Demong, 34, won gold and silver medals at the Vancouver 2010 Olympics. He came back for a fifth Olympics in Sochi, and placed sixth with the U.S. team and 24th and 31st in individual events.

It was reported in Sochi that Demong would probably retire after those Winter Games, but he will partially compete this season, hoping to help the U.S. Nordic combined team regain funding following U.S. Ski and Snowboard Association cuts after Sochi.

Demong hopes to average six minutes per mile at the New York City Marathon, with a finishing time around 2 hours, 36 minutes. He said in 2003 he ran a 37km Colorado road race (three miles shy of a marathon) over a mountain in 2 hours, 17 minutes, but said he was in better running shape then.

Demong’s work ethic is well-known among U.S. Winter Olympians.

“He will wake up at four in the morning, go hike up some insane mountain with his cross-country skis, find a field and go trudging around cross-country,” ski jumper Anders Johnson once said. “Then he’ll come back down for breakfast, go do intervals on his bike for two hours, come home and eat lunch. … Then he’ll go and do a bike race. … I don’t think the guy has taken a day off since he was 13.”

Demong’s experience in cross-country skiing endurance training for Nordic combined should pay off in New York. He pointed to other cross-country skiers who performed well in distance running, such as former Dartmouth skier Ben True. True was the second-fastest U.S. man in the 5000m this year.

(Dataset rows)

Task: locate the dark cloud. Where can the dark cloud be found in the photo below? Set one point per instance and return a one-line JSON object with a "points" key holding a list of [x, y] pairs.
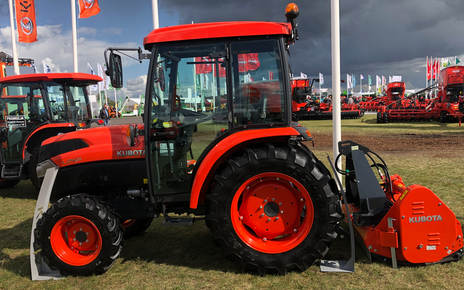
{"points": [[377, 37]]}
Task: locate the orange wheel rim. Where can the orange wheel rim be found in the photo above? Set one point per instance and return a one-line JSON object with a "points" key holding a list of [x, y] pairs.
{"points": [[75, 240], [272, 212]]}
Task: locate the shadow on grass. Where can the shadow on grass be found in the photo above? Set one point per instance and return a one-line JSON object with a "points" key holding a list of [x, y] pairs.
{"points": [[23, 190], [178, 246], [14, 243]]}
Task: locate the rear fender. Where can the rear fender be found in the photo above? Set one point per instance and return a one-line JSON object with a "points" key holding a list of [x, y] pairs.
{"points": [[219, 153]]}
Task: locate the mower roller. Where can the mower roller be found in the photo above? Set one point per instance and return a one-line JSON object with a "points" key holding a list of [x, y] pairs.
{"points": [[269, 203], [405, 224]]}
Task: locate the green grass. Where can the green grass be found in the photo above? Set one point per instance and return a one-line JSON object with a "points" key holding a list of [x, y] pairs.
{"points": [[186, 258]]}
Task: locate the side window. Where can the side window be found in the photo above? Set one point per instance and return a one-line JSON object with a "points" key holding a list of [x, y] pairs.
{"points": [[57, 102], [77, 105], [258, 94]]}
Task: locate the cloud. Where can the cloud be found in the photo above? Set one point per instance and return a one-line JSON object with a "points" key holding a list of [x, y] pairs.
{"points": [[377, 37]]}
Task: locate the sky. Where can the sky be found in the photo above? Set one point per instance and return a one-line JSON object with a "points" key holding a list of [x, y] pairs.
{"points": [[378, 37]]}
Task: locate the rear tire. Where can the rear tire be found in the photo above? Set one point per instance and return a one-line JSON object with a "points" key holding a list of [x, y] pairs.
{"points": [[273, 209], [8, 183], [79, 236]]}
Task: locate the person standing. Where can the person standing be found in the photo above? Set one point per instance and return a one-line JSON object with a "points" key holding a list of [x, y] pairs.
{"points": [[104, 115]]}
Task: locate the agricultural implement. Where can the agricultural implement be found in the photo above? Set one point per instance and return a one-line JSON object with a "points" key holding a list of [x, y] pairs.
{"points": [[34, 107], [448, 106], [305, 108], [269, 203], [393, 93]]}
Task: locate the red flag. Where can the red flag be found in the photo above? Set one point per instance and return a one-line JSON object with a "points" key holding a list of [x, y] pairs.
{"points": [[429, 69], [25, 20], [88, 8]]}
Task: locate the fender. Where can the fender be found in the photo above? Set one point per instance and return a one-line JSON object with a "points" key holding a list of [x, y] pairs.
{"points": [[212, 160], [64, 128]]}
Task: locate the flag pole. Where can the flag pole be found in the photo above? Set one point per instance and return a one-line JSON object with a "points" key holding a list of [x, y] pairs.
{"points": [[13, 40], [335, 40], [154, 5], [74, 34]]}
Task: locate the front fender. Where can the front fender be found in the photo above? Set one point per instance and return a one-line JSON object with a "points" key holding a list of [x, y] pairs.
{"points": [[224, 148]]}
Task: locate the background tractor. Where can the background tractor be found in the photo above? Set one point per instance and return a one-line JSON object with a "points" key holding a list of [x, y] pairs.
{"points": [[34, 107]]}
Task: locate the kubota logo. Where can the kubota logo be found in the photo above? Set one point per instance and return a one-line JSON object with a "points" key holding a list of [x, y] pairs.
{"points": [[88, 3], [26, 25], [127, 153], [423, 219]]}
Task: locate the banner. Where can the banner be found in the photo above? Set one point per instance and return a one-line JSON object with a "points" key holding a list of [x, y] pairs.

▶ **Problem set**
**1)** Translate this sentence from the Demong article into Spanish: "Demong’s work ethic is well-known among U.S. Winter Olympians."
**2)** Quote the Demong article between "It was reported" and "running shape then.", inclusive.
This listing comes from a different source than the article.

▶ **Answers**
**1)** La ética de trabajo de Demong es bien conocida entre los olímpicos de invierno de Estados Unidos.

**2)**
It was reported in Sochi that Demong would probably retire after those Winter Games, but he will partially compete this season, hoping to help the U.S. Nordic combined team regain funding following U.S. Ski and Snowboard Association cuts after Sochi.

Demong hopes to average six minutes per mile at the New York City Marathon, with a finishing time around 2 hours, 36 minutes. He said in 2003 he ran a 37km Colorado road race (three miles shy of a marathon) over a mountain in 2 hours, 17 minutes, but said he was in better running shape then.